ROWS:
--- --- ---
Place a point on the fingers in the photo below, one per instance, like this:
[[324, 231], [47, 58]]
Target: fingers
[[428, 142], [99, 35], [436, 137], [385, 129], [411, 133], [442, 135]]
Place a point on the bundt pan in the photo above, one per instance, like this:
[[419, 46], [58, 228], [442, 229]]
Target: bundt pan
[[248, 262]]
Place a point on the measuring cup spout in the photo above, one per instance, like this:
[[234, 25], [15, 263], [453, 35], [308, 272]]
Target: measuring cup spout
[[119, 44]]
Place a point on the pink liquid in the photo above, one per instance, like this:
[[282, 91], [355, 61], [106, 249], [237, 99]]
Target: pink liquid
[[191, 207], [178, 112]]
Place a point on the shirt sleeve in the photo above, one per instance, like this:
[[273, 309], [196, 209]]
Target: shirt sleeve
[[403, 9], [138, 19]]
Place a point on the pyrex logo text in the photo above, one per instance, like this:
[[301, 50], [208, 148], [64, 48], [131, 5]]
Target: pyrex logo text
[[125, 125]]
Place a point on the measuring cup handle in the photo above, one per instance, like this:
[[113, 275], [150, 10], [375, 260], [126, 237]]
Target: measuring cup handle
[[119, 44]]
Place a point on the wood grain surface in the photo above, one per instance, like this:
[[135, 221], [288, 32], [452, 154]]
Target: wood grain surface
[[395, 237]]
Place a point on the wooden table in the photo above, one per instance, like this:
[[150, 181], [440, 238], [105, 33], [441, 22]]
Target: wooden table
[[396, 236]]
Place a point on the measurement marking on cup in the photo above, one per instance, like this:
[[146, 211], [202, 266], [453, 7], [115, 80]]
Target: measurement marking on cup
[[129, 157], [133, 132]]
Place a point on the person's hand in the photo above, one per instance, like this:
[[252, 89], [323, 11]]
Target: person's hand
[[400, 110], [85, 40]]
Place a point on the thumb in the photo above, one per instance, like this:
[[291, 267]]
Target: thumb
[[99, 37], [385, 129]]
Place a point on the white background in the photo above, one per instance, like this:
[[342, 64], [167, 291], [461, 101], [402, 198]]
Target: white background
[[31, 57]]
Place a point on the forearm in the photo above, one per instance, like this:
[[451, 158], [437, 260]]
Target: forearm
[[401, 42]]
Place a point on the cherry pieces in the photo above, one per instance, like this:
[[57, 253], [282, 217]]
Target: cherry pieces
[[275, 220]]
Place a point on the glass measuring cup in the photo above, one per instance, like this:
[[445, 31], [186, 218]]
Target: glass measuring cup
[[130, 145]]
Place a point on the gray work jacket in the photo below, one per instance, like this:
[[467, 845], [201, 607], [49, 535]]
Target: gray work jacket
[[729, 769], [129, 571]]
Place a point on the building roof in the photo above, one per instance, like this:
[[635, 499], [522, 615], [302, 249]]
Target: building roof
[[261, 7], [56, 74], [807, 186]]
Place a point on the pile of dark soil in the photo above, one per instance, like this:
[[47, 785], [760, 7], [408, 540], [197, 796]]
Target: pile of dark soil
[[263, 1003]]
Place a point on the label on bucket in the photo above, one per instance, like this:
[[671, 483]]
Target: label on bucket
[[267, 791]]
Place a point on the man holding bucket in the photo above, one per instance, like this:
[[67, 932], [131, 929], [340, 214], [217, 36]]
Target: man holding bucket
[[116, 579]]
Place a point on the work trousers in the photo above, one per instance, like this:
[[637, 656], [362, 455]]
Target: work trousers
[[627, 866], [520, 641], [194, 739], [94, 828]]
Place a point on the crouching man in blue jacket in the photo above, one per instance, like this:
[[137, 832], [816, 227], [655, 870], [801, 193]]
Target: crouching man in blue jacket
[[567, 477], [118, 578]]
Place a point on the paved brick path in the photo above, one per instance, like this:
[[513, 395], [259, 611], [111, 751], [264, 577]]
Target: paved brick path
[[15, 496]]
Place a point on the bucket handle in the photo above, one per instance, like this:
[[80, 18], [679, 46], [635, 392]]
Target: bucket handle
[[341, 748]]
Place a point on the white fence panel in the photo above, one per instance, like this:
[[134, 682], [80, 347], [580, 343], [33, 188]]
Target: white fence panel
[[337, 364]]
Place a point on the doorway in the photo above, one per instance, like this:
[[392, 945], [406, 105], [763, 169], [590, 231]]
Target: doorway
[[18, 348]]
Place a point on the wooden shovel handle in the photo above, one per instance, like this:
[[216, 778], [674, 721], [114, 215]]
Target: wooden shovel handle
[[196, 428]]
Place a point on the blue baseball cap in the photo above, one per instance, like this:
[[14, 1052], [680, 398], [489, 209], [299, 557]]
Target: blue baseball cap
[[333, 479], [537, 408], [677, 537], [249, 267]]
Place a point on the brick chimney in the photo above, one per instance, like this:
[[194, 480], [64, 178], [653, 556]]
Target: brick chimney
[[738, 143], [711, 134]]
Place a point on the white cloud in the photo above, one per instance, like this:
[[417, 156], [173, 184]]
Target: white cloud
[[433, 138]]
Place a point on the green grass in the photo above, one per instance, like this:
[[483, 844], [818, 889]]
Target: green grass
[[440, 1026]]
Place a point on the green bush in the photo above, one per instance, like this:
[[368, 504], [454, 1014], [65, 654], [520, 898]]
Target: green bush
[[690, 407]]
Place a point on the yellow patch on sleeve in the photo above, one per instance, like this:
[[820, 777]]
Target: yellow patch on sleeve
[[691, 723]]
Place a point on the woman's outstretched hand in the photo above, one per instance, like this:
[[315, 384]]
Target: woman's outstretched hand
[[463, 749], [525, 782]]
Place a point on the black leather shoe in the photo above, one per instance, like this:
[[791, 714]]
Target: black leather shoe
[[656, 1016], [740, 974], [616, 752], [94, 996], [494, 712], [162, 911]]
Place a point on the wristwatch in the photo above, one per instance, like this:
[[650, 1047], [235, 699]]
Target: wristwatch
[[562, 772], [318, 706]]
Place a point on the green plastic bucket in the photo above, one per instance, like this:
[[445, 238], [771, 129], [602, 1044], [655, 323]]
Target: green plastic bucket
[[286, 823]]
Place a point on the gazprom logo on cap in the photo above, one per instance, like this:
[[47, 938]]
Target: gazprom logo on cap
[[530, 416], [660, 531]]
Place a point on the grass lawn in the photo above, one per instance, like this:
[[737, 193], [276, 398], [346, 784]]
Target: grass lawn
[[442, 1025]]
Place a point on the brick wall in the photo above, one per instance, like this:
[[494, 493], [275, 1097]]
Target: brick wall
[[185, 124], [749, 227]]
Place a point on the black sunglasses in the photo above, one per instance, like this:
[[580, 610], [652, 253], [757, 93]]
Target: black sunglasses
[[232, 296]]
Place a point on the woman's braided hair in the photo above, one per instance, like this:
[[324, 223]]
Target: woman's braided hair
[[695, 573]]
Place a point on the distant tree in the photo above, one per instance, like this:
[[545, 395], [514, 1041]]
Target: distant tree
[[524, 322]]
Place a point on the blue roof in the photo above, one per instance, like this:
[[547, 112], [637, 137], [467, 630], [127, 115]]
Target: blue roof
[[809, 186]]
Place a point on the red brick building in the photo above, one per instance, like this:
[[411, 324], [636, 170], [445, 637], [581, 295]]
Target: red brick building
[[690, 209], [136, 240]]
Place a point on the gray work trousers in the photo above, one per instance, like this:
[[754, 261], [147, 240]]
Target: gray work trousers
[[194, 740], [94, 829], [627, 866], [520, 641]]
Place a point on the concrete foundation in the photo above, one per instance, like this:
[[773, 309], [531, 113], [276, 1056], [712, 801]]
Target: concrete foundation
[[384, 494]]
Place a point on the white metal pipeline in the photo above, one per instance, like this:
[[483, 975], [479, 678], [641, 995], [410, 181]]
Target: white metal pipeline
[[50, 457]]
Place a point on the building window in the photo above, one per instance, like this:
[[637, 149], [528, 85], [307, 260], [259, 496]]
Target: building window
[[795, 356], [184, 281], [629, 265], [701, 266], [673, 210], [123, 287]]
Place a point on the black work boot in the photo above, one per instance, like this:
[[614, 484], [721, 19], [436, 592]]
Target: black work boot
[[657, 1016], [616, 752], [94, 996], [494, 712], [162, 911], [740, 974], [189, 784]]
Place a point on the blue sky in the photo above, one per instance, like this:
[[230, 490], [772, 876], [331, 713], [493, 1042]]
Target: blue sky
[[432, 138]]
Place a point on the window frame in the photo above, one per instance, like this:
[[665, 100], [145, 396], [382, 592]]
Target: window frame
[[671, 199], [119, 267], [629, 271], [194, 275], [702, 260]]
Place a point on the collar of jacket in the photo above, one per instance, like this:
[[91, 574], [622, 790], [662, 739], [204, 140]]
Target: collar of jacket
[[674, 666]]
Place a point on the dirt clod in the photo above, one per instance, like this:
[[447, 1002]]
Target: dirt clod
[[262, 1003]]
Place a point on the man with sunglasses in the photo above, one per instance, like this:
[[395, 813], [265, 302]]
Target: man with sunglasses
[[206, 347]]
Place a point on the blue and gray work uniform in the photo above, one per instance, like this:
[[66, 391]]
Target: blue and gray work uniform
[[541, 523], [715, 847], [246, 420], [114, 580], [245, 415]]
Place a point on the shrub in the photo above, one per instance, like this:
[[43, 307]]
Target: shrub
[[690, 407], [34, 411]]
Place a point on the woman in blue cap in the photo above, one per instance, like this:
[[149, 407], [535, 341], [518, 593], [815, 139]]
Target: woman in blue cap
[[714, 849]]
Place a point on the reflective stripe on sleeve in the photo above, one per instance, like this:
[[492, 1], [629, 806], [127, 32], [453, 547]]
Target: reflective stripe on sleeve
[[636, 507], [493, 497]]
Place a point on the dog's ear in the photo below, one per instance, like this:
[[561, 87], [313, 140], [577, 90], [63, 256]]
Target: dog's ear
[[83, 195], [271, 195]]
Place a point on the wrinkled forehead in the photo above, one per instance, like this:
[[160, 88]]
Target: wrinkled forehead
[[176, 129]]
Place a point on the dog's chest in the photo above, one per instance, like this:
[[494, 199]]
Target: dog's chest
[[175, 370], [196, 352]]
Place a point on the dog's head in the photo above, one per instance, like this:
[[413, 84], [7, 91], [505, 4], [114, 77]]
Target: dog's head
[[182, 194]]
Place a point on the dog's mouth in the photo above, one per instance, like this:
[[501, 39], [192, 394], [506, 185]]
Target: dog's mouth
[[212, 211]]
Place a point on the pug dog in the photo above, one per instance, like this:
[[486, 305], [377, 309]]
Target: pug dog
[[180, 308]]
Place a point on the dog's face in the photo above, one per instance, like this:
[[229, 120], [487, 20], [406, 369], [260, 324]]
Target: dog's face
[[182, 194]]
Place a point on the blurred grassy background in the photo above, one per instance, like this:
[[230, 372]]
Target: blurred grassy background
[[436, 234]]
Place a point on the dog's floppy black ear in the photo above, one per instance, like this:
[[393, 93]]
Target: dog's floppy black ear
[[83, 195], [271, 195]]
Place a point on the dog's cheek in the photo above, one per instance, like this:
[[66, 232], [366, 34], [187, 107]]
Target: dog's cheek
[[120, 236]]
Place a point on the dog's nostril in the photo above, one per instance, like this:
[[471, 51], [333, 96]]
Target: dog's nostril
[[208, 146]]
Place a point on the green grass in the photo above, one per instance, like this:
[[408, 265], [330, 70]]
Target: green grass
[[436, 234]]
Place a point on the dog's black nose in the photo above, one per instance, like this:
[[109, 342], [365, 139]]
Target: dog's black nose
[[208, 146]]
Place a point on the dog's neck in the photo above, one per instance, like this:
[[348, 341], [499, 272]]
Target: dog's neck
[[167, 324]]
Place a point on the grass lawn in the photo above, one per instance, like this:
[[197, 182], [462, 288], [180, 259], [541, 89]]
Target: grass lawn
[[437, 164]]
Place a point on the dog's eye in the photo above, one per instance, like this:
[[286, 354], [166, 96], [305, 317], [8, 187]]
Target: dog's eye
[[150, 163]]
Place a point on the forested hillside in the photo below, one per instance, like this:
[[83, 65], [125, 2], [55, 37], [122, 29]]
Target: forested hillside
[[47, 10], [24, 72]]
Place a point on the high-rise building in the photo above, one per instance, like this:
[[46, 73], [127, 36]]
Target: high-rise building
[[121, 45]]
--- --- ---
Rewrite the entries from the line containing "Place a point on the dirt" through the line containing "[[541, 523], [715, 847], [246, 420], [114, 580], [245, 415]]", changing "dirt clod" to "soil clump" and leaving everything else as it stands. Give back only those lines.

Place a point on the soil clump in the photo above, one per instance, like this:
[[447, 1002]]
Target: soil clump
[[262, 1003]]
Place a point on the man with sunglasses in the photo above, one per instance, like this:
[[395, 813], [265, 302]]
Target: man with sunglasses
[[206, 347]]
Place a point on the blue and gray work uniform in the photo above, one per instance, like this:
[[66, 391]]
Target: blue and gray work uniform
[[541, 523], [715, 847], [246, 420], [114, 580], [245, 415]]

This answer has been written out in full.